Dealing with variable buffer sizes in VS...

[joshb]

Hey gents,

I've got my plugin working fast and efficiently by operating on blocks instead of sample by sample as Urs suggested. I'm using JUCE and have the Mac version working great and while bringing the Windows version up to speed, I ran into one issue dealing with buffer sizes and compiler differences.

in my processBlock function, I allocate some buffers so I can operate efficiently on the entire buffer:

Code: Select all

// obviously simplified...
void MyAudioProcessor::processBlock (AudioSampleBuffer& buffer, MidiBuffer& midiMessages)
{
    const int numSamples = buffer.getNumSamples();
    float* inBuffer = buffer.getReadPointer(0);
    float* outBuffer = buffer.getWritePointer(0);

    // temp buffers...this is fine in Xcode, but VS doesn't like it
    float aBuffer[numSamples];
    float bBuffer[numSamples];
    float cBuffer[numSamples];

   // process intermediate steps and put in temp buffers
    doSomething1(inBuffer, aBuffer, numSamples);
    doSomething2(inBuffer, bBuffer, numSamples);
    doSomething3(inBuffer, cBuffer, numSamples);

    // use the temp buffers to create final output
    doMore(aBuffer, bBuffer, cBuffer, outBuffer, numSamples);
}

As you can see, I allocate some buffers on the stack inside the function, but Visual Studio 15 doesn't like it.

I was thinking about doing something like this:

Code: Select all

    // temp buffers
#if MAC
    float aBuffer[numSamples];
    float bBuffer[numSamples];
    float cBuffer[numSamples];
#else
    #define kMaxBufferSize 2048
    float aBuffer[kMaxBufferSize];
    float bBuffer[kMaxBufferSize];
    float cBuffer[kMaxBufferSize];
#endif

...but I'm not sure if that's safe.

## Stored data:
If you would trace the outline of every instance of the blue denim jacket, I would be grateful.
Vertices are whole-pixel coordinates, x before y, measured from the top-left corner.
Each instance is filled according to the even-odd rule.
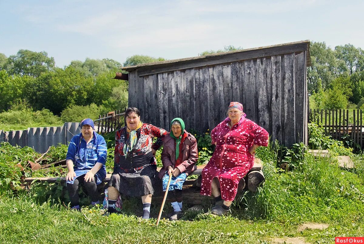
[[[71,159],[73,161],[76,177],[74,177],[74,180],[68,180],[67,183],[73,184],[74,179],[91,170],[96,163],[100,163],[103,165],[95,175],[96,184],[99,184],[106,176],[105,166],[107,152],[106,143],[102,136],[94,131],[92,140],[88,144],[82,135],[82,133],[80,133],[74,136],[68,145],[66,159]]]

## Stated task 1:
Transcribe the portion of the buffer-size thread starting with "I've got my" and going on through "buffer, MidiBuffer& midiMessages)".
## Stated task 2:
Render this sentence from the buffer-size thread in Spanish: "As you can see, I allocate some buffers on the stack inside the function, but Visual Studio 15 doesn't like it."
The data shown above has no role in the work that comes next.

## Full answer 1:
I've got my plugin working fast and efficiently by operating on blocks instead of sample by sample as Urs suggested. I'm using JUCE and have the Mac version working great and while bringing the Windows version up to speed, I ran into one issue dealing with buffer sizes and compiler differences.

in my processBlock function, I allocate some buffers so I can operate efficiently on the entire buffer:

Code: Select all

// obviously simplified...
void MyAudioProcessor::processBlock (AudioSampleBuffer& buffer, MidiBuffer& midiMessages)

## Full answer 2:
Como puedes ver, asigno algunos búferes en la pila dentro de la función, pero a Visual Studio 15 no le gusta.